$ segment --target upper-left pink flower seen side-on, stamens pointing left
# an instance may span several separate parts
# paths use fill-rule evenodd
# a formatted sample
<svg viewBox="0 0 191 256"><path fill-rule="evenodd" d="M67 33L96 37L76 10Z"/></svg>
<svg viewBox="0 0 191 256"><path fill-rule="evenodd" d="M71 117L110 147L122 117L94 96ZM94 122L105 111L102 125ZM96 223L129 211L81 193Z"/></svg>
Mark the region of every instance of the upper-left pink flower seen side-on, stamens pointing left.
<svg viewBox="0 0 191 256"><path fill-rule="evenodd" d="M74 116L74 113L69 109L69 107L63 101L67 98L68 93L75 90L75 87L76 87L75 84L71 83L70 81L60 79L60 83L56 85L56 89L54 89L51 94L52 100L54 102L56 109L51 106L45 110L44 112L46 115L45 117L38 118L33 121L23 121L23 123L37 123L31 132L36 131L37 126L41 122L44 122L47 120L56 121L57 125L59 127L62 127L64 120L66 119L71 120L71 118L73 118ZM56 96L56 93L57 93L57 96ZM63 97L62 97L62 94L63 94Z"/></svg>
-----
Task instructions:
Output exactly one stretch of the listing: from the line containing "# paths use fill-rule evenodd" through the line containing "117L110 147L122 117L94", both end lines included.

Response for this exercise:
# paths use fill-rule evenodd
# a formatted sample
<svg viewBox="0 0 191 256"><path fill-rule="evenodd" d="M67 33L96 37L76 10Z"/></svg>
<svg viewBox="0 0 191 256"><path fill-rule="evenodd" d="M71 117L110 147L122 117L94 96ZM94 122L105 111L102 125ZM96 223L129 211L81 193Z"/></svg>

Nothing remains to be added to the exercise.